__Records for this exercise__
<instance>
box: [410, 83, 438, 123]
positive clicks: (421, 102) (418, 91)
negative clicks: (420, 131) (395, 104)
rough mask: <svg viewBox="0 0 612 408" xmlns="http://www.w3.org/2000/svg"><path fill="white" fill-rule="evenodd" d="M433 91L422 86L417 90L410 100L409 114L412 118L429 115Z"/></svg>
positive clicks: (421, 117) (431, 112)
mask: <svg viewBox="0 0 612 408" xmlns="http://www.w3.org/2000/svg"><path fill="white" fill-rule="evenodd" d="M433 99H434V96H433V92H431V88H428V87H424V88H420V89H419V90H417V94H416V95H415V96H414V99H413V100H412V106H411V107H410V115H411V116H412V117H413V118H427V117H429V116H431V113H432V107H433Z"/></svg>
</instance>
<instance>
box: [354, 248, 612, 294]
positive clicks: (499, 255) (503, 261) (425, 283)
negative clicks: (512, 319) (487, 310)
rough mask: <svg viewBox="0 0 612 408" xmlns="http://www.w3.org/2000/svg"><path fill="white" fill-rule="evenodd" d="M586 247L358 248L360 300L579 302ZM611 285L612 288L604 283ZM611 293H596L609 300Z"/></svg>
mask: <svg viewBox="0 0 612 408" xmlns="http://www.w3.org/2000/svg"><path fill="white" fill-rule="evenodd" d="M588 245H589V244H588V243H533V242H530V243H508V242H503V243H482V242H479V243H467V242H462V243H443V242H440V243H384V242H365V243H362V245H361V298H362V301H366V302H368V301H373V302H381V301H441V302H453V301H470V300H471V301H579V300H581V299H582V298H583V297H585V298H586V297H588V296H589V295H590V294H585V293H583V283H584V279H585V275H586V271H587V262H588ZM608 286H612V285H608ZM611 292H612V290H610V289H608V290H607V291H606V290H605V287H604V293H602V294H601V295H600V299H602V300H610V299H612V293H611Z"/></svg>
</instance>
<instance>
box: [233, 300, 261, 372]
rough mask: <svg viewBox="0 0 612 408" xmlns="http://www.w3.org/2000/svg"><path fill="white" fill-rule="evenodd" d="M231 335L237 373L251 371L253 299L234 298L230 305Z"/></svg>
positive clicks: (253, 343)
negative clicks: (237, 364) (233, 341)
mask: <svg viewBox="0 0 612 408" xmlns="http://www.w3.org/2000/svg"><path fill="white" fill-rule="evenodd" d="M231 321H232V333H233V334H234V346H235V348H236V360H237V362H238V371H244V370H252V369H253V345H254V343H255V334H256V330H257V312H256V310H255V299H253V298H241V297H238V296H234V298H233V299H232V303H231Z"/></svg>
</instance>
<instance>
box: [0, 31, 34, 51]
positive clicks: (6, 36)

__Your instructions__
The required response is a complete, exact copy of the records.

__Response to the task__
<instance>
box: [410, 83, 438, 123]
positive clicks: (421, 102) (418, 91)
negative clicks: (420, 131) (395, 104)
rough mask: <svg viewBox="0 0 612 408" xmlns="http://www.w3.org/2000/svg"><path fill="white" fill-rule="evenodd" d="M433 91L422 86L417 90L410 100L409 114L412 118L429 115Z"/></svg>
positive clicks: (421, 117) (431, 112)
mask: <svg viewBox="0 0 612 408" xmlns="http://www.w3.org/2000/svg"><path fill="white" fill-rule="evenodd" d="M433 99H434V96H433V92H431V88H428V87H424V88H420V89H419V90H417V94H416V95H415V96H414V99H413V100H412V106H411V107H410V115H411V116H412V117H413V118H427V117H429V116H431V113H432V107H433Z"/></svg>
</instance>
<instance>
box: [354, 248, 612, 294]
positive clicks: (499, 255) (503, 261) (425, 283)
negative clicks: (512, 319) (487, 310)
rough mask: <svg viewBox="0 0 612 408" xmlns="http://www.w3.org/2000/svg"><path fill="white" fill-rule="evenodd" d="M586 247L358 248L360 300L579 302ZM611 285L612 288L604 283ZM611 293H596L609 300Z"/></svg>
mask: <svg viewBox="0 0 612 408" xmlns="http://www.w3.org/2000/svg"><path fill="white" fill-rule="evenodd" d="M588 245H589V244H588V243H533V242H530V243H508V242H503V243H482V242H479V243H467V242H462V243H443V242H440V243H384V242H365V243H362V245H361V298H362V301H366V302H368V301H373V302H381V301H441V302H453V301H470V300H471V301H579V300H581V299H582V298H583V297H585V298H586V297H588V296H589V295H590V294H585V293H583V283H584V279H585V275H586V271H587V262H588ZM608 286H612V285H608ZM611 292H612V290H610V289H608V290H607V291H606V290H605V287H604V293H602V294H601V295H600V299H602V300H610V299H612V293H611Z"/></svg>
</instance>
<instance>
box: [233, 300, 261, 372]
rough mask: <svg viewBox="0 0 612 408" xmlns="http://www.w3.org/2000/svg"><path fill="white" fill-rule="evenodd" d="M231 335L237 373L251 371L253 299L234 298L230 305Z"/></svg>
positive clicks: (253, 343)
negative clicks: (237, 364) (233, 341)
mask: <svg viewBox="0 0 612 408" xmlns="http://www.w3.org/2000/svg"><path fill="white" fill-rule="evenodd" d="M231 321H232V333H233V334H234V346H235V348H236V360H237V362H238V371H244V370H252V369H253V345H254V343H255V334H256V330H257V312H256V310H255V299H253V298H241V297H238V296H234V298H233V299H232V303H231Z"/></svg>
</instance>
<instance>
box: [0, 31, 34, 51]
positive clicks: (6, 36)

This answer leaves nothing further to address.